Like many things in life, all that changed in 2020. The next race is not the Gold Coast 600; in fact, there is no next race at all. The Bathurst 1000 is the final race of the season. And teams, rivals even, might just stay together for one more day, to celebrate getting through the toughest motorsport season ever seen in Australia.

Just getting to Bathurst, or anywhere else for that matter, has been a near-miracle. Like many — most? — championships around the world, a changing calendar in a fast-moving world has created pressures that the sport has never felt before.

Back-to-back races are rare in Supercars. This year they have been three of them; in Darwin (at the Hidden Valley circuit), Townsville (at the street circuit) and at The Bend in South Australia. At those tracks, and at Sydney Motorsport Park in New South Wales, variations in track layout and tire spec has at least added some variation to the racing, and there have been more first-time winners of sprint races than seen in previous years.

But that has not been the biggest challenge faced by Supercars. That came away from the tracks, on July 6, the day that Daniel Andrews, the Premier of the state of Victoria in Australia’s south, announced that the borders with other states would close — at midnight.

Like all other racing teams around the world, Supercars’ on-track competition has required just as intense behind-the-scenes efforts just to get to put on a show. Dirk Klynsmith/Motorsport Images

With more than half Supercars’ grid based in Melbourne, teams had to scramble. Quickly they assembled at their HQs to determine what, and who, was needed to keep racing. Some team members could not make the trip for family reasons. Most did. The question would be, for how long?

The answer, in many cases, was more than 100 days. As I write this, Melbourne is still effectively locked down. Travel is restricted to 5km (3 miles) from home; most retail outlets are shut.

But Supercars teams have remained on the road, with whatever they could grab in those few hours before making a 200-mile dash to the border. In the case of Erebus Motorsport’s David Reynolds, it was a few bags and his partner Tanny, who is expecting their first child in February. She had to figure out how to pack a computer workstation in their car, to be able to operate her business remotely from parts at that stage unknown.

--- Supplied entries ---
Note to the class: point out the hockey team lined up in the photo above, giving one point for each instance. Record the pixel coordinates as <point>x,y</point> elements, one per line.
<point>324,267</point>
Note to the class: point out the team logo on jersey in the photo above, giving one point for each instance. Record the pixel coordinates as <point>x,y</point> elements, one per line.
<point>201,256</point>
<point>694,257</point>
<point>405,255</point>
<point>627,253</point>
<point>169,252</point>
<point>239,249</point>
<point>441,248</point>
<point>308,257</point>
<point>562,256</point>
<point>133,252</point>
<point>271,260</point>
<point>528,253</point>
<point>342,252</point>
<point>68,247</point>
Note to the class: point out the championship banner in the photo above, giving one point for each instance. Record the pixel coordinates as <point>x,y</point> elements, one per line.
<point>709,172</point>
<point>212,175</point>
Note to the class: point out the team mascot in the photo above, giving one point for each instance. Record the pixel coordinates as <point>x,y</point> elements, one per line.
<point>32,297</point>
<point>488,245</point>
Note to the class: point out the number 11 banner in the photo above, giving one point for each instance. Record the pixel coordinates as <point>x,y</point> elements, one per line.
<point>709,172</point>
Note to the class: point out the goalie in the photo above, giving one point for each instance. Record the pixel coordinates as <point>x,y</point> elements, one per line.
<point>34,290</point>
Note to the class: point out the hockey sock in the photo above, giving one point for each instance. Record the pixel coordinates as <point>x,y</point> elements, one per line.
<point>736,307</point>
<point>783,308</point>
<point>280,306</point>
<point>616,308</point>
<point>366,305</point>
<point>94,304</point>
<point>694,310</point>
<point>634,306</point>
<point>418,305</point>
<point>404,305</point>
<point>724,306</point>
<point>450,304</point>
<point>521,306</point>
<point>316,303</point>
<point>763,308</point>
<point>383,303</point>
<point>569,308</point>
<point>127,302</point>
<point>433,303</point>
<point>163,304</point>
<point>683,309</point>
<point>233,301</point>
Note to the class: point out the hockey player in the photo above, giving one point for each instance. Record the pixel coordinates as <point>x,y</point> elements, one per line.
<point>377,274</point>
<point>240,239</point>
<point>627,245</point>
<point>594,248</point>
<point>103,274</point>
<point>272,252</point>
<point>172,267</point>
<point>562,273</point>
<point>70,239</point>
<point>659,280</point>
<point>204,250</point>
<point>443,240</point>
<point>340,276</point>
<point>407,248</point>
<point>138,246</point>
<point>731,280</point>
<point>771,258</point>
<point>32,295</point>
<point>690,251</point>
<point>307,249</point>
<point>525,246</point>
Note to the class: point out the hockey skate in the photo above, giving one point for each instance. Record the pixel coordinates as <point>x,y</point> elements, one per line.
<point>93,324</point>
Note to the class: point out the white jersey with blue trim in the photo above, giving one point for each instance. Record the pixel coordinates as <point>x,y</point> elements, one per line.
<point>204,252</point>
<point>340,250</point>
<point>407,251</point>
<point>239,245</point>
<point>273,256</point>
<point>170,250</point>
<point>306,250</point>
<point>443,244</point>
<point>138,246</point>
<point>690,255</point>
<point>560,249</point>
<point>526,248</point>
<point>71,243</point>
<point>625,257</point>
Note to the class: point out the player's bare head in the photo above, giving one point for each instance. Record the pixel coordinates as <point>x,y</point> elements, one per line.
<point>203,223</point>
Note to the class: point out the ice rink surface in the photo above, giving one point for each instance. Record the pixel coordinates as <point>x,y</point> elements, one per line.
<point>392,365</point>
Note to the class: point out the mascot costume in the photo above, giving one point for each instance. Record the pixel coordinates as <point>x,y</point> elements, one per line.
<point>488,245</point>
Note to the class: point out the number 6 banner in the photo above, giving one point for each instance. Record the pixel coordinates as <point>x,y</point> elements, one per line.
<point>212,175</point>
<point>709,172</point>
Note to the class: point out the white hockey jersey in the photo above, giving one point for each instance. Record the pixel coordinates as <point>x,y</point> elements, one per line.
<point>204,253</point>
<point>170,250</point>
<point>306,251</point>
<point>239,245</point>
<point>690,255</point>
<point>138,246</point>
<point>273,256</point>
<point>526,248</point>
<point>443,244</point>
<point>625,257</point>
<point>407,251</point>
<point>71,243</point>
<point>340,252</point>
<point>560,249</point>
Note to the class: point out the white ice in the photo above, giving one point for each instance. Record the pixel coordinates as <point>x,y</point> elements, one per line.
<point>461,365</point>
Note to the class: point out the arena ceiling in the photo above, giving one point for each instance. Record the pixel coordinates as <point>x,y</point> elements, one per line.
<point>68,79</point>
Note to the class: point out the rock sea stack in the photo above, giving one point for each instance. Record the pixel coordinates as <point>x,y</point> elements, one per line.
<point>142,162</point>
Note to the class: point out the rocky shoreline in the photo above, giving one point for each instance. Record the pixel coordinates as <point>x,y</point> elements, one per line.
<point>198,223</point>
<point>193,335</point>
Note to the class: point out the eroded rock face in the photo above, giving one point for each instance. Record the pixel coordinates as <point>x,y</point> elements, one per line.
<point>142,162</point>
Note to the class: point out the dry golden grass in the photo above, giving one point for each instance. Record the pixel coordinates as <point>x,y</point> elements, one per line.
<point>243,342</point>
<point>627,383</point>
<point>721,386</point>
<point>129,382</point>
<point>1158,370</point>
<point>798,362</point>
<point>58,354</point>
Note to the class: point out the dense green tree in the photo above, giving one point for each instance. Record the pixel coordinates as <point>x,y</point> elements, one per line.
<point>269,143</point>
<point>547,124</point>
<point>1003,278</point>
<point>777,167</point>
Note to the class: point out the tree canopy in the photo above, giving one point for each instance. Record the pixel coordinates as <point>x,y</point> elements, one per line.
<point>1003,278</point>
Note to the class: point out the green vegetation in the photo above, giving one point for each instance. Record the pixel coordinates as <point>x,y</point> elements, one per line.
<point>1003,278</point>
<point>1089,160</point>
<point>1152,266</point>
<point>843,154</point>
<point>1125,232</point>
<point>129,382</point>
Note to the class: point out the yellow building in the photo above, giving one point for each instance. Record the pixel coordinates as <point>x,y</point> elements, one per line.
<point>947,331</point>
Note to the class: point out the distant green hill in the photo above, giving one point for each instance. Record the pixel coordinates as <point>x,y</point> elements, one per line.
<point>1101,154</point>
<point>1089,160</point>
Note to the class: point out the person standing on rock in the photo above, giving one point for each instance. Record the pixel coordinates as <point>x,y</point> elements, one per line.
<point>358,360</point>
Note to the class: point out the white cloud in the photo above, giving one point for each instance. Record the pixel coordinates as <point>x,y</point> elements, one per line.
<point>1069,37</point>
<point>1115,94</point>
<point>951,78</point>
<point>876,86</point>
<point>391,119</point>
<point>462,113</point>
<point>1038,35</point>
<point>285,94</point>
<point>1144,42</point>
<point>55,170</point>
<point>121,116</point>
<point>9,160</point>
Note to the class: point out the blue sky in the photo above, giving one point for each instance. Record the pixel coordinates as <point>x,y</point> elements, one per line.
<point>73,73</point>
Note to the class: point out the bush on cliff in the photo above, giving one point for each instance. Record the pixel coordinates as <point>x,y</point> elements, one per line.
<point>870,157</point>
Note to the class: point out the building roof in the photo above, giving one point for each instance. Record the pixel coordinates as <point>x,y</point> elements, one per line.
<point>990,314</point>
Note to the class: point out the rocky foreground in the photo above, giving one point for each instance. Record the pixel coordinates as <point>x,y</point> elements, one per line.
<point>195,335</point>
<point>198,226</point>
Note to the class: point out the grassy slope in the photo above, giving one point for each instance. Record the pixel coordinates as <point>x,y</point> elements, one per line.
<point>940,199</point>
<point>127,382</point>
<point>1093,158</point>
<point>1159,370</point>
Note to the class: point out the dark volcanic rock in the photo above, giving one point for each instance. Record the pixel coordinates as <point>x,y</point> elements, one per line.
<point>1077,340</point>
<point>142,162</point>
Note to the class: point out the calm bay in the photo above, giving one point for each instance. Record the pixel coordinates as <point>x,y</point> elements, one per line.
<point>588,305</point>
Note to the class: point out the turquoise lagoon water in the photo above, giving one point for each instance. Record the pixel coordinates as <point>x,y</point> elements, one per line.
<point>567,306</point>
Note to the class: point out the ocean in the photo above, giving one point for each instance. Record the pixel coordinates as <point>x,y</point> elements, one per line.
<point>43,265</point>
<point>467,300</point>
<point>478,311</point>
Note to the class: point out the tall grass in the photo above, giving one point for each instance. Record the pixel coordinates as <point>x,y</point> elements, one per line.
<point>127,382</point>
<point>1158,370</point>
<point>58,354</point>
--
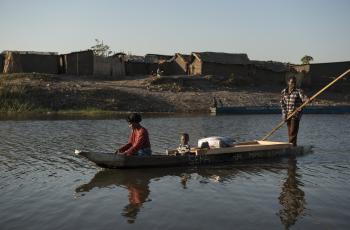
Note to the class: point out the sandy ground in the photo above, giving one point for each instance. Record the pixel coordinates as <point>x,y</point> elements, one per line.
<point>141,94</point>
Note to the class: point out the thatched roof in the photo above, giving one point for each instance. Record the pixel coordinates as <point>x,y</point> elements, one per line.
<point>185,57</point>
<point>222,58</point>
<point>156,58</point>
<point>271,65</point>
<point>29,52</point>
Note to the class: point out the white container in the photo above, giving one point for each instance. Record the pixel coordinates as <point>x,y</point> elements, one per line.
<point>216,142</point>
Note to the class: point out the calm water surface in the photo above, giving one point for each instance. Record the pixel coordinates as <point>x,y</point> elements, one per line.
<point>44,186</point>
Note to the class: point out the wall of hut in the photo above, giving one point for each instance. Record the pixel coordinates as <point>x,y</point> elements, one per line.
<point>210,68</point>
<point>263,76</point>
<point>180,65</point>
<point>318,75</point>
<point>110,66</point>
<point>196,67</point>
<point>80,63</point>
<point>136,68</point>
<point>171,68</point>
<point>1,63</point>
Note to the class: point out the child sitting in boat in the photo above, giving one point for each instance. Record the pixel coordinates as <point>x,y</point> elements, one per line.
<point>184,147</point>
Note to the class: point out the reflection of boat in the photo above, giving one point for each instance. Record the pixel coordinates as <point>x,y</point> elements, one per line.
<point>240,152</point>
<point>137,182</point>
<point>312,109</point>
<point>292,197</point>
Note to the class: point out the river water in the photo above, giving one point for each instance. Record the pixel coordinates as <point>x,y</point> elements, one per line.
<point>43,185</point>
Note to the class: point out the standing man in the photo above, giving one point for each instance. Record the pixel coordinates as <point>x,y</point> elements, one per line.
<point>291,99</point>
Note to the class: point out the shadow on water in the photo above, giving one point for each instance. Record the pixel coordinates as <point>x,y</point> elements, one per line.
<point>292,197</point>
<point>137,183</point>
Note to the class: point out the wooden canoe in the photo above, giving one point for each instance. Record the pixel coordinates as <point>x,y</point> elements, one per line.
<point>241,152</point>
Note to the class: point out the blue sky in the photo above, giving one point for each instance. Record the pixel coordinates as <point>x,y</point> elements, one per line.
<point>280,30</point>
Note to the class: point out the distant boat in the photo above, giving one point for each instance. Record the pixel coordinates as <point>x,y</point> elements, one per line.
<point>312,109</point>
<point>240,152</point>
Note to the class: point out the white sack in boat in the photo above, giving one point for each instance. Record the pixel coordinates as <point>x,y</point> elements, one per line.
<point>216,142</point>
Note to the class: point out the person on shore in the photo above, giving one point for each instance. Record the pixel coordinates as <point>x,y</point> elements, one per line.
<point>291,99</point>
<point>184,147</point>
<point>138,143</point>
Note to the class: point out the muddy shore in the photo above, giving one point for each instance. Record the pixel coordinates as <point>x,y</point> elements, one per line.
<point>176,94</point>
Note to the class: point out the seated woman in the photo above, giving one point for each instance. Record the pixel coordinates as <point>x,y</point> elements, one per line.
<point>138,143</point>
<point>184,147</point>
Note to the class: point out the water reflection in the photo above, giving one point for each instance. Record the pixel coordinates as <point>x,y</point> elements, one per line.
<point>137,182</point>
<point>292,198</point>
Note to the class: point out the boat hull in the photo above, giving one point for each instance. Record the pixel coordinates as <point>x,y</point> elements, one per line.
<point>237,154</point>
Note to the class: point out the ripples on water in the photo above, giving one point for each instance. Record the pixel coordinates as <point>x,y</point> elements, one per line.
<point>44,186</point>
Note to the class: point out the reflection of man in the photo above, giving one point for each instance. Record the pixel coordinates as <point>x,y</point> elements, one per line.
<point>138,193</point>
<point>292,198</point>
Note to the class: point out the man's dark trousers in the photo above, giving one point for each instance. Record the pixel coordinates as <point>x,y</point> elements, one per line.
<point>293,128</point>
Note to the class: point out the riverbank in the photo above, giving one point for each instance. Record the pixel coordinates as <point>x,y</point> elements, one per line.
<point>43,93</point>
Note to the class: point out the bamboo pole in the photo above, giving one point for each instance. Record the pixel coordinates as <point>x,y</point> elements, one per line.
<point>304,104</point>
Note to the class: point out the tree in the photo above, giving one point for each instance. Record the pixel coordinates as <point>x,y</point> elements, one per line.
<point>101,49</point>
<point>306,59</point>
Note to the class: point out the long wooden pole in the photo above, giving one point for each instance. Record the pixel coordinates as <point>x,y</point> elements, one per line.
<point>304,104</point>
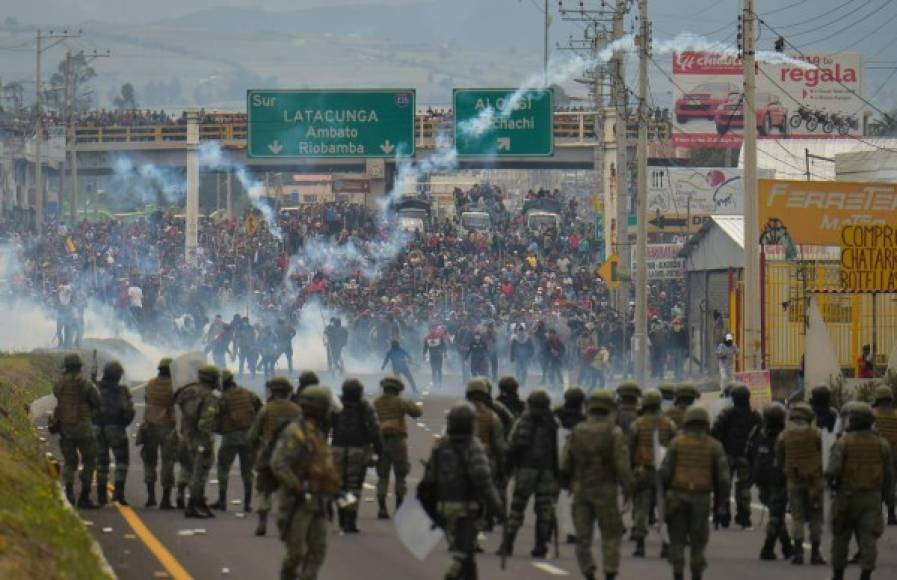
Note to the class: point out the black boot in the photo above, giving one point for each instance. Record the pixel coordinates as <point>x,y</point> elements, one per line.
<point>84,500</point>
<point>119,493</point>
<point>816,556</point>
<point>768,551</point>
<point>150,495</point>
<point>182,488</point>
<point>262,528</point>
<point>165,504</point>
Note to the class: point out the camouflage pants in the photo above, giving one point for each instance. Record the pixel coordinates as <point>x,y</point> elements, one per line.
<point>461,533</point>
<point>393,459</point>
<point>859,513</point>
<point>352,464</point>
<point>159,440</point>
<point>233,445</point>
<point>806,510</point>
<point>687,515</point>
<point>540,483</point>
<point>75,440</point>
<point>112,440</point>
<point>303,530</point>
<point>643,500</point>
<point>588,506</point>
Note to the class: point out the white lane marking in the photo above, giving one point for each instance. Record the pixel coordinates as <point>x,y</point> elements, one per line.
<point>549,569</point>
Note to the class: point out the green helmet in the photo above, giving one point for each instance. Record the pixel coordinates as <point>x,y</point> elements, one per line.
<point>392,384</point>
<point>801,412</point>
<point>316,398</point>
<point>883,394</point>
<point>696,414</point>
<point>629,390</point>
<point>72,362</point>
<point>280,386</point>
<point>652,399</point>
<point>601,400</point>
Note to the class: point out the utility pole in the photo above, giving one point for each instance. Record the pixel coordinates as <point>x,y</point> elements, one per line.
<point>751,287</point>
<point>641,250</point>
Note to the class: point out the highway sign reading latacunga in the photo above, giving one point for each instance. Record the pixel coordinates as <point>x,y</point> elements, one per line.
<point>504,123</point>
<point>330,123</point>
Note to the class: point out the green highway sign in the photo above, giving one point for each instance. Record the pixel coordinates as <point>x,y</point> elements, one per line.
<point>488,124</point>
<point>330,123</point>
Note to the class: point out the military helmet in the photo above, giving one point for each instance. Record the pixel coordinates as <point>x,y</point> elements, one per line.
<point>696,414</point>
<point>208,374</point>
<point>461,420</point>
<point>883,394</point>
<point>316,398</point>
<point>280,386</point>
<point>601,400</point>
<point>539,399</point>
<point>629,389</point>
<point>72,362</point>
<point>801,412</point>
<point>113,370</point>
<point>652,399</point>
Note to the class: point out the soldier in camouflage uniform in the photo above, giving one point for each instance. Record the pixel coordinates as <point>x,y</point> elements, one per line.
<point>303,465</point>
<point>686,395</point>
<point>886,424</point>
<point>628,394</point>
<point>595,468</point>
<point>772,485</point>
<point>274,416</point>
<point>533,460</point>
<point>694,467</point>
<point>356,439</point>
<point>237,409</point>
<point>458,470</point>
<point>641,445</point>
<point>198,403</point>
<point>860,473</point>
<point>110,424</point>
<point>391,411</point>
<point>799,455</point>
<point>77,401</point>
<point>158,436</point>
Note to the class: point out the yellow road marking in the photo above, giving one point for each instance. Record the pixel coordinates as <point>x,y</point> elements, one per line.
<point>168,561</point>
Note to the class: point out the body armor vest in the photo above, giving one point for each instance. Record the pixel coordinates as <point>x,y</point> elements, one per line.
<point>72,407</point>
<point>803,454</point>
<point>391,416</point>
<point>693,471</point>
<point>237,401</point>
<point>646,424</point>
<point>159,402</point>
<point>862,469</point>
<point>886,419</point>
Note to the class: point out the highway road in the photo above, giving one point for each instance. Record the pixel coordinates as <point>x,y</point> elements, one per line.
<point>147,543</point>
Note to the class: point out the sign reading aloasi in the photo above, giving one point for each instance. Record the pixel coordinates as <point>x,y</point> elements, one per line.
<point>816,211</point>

--- What you will do ---
[A] According to the Supercars text, on what date did the Victorian Premier announce that the state's borders would close?
[B] Continue the Supercars 2020 season text from its last sentence.
The data shown here was taken from a separate source.

--- Replies ---
[A] July 6.

[B]
For Brad Jones Racing’s Nick Percat, it was his racing gear, personal belongings and his dog, Nelson. (Yes, 1980s Formula 1 fans, there is a dog named ‘Nelson Percat’)

That everyone made it out of Victoria it is quite something. To put things in perspective; over the days following July 6 one of Melbourne’s best-funded AFL football teams managed to not get their players and coaches out of the state not once but twice – and football teams usually do not have things like 450lb engines, 40 wheels and tires and half-rebuilt racing cars to pack.

And what; finely-tuned athletes could not drive a car for four hours?

While all that was going on, a calendar had to be redrawn on the run; quarantine protocols, different in each state, had to be implemented. Suppliers had to have equipment moved around the country; Dunlop had to figure out how many tires had to go where, and how quickly, so that the racing could continue.

Drivers had to find gyms and, in some cases, buy bikes on which to train. Small things; if you are on the road away from home for three months, who cuts your hair? Which doctor do you see?

And Supercars had to continue to operate its business. Its naming-rights sponsorship deal was in its final season in 2020 and, just to make things truly challenging, it was with an airline, Virgin Australia, that went into voluntary administration (the Australian version of Chapter 7) in April. So too was its sponsorship deal for the Bathurst 1000 – and its broadcasting deal.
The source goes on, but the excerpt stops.